Des bières fermières traditionnelles encore brassées aujourd’hui

Ce que j’ai trouvé en 2012 (et confirmé à mon retour en Lituanie en 2023) est des dizaines de brasseurs qui travaillaient avec des ingrédients soit de leurs champs, soit de ceux de leurs voisins. Exactement comme sur ces étiquettes de Saison à la belge ou de Bière de Garde à la française qui parlent de la scène brassicole d’autrefois où la bière est consommée autour des labours des champs, sustentant les ouvriers à coup de plusieurs litres par jour.

Constat similaire pour la Grisette wallonne, bière légère historiquement aimée des miniers des mêmes régions; l’alcool d’orge, d’épeautre et de blé produit sur les fermes environnantes faisait partie du quotidien de tout un chacun dans plusieurs régions d’Europe de l’ouest. Voici une petite liste:

La Kaimiškas Alus

Dans le nord-est de la Lituanie, on brasse encore de la Kaimiškas Alus (bière de campagne) ou de la šeimos alus (bière familiale), autant dans le blond (Šviesus alus) que dans le foncé (Tamsus alus). Même les levains sont nourris et maintenus en vie sur les fermes pendant de nombreuses années.

La Sahti

Dans plusieurs régions autour de Tampere, en Finlande, on brasse encore de la Sahti, un gigantesque vin d’orge et de seigle en mode cru (en d’autres mots, non bouilli avant la fermentation). Ce nectar puissant est même intrinsèquement lié au sauna encore aujourd’hui, fait souvent partie de la recette de relaxation. Et pour cause, sa texture riche et ses profondes saveurs maltées assouplissent les esprits au même titre que les vapeurs chaudes du sauna libèrent les muscles de toute tension.

## Consigne a
Extrayez des entrées chaque ligne qui contient la chaîne « front ».
Le texte et les entrées n’ont aucun lien entre eux.

Données recueillies

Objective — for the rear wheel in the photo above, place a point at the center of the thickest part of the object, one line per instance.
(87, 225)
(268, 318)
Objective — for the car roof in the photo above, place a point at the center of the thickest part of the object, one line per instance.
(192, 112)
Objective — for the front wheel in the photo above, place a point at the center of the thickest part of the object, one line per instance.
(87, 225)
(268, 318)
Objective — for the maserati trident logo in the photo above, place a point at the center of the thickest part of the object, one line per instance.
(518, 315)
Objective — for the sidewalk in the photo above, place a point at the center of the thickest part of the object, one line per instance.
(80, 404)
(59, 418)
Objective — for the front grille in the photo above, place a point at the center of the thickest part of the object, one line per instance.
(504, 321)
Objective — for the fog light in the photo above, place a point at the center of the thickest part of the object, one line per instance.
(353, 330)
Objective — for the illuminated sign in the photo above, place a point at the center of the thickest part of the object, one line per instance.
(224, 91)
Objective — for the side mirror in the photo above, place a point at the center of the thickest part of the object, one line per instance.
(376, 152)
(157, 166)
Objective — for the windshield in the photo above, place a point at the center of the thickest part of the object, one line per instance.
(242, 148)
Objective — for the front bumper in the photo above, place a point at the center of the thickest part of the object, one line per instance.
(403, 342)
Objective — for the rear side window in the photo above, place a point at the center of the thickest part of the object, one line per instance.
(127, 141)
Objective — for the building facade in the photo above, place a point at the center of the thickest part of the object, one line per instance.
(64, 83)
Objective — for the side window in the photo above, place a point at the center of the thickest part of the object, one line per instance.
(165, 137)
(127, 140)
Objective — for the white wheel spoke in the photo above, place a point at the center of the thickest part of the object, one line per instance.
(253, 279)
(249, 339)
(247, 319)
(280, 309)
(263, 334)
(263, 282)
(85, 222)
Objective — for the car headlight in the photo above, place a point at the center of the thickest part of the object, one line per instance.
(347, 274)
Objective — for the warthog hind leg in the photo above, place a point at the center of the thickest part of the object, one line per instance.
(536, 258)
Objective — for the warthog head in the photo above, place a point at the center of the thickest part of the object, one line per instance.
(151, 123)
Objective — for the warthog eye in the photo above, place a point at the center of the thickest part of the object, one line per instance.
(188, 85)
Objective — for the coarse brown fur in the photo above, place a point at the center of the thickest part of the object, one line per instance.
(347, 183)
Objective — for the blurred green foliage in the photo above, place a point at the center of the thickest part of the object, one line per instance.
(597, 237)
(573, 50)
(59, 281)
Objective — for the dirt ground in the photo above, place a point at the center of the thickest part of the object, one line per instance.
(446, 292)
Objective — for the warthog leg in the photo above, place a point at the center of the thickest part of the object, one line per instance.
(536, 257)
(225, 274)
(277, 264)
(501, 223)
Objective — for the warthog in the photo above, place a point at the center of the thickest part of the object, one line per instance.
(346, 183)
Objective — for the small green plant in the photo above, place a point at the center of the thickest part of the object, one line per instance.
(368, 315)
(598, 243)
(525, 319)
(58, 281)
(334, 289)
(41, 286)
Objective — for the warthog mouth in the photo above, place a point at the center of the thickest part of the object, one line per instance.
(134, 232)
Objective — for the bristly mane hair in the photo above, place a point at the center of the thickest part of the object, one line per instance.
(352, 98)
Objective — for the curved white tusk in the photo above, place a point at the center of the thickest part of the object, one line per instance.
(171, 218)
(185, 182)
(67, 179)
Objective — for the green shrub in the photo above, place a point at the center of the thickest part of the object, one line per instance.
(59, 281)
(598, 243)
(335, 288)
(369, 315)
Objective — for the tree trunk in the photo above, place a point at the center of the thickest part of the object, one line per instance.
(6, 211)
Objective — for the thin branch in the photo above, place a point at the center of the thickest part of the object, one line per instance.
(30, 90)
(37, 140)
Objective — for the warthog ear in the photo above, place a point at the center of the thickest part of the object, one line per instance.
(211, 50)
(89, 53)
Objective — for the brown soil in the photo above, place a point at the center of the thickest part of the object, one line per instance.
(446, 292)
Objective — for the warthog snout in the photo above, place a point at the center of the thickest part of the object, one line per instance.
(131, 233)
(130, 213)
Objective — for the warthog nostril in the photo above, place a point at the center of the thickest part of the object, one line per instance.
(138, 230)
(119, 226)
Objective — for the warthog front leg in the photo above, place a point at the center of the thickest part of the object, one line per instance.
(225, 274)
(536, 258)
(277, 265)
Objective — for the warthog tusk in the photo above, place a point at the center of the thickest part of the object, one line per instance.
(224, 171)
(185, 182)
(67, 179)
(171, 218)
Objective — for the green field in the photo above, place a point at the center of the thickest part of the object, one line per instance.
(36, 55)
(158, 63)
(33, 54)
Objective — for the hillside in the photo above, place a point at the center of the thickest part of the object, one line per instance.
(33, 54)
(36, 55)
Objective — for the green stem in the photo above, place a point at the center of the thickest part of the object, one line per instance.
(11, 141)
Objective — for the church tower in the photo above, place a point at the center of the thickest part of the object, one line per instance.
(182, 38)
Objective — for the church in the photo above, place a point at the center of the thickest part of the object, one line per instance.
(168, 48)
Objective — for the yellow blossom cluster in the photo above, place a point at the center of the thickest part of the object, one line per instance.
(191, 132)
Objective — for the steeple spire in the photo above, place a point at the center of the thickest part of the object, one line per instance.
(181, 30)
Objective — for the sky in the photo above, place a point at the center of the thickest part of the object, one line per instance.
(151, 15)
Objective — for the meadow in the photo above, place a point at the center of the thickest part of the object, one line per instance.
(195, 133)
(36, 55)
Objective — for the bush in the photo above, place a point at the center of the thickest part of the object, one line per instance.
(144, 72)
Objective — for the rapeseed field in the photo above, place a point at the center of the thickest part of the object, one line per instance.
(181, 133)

## Consigne b
Pour chacune des affirmations suivantes, indiquez par oui ou par non si elle est conforme au texte sur les bières fermières, en citant les mots du texte qui tranchent : (i) La Sahti est bouillie avant la fermentation. (ii) La Kaimiškas Alus est brassée dans le nord-est de la Lituanie. (iii) La Sahti est brassée dans plusieurs régions autour de Tampere, en Finlande.

## Résultat a
Objective — for the front wheel in the photo above, place a point at the center of the thickest part of the object, one line per instance.
Objective — for the front grille in the photo above, place a point at the center of the thickest part of the object, one line per instance.
Objective — for the front bumper in the photo above, place a point at the center of the thickest part of the object, one line per instance.
Objective — for the warthog front leg in the photo above, place a point at the center of the thickest part of the object, one line per instance.

## Résultat b
(i) Non : « en mode cru (en d’autres mots, non bouilli avant la fermentation) ».
(ii) Oui : « Dans le nord-est de la Lituanie, on brasse encore de la Kaimiškas Alus ».
(iii) Oui : « Dans plusieurs régions autour de Tampere, en Finlande, on brasse encore de la Sahti ».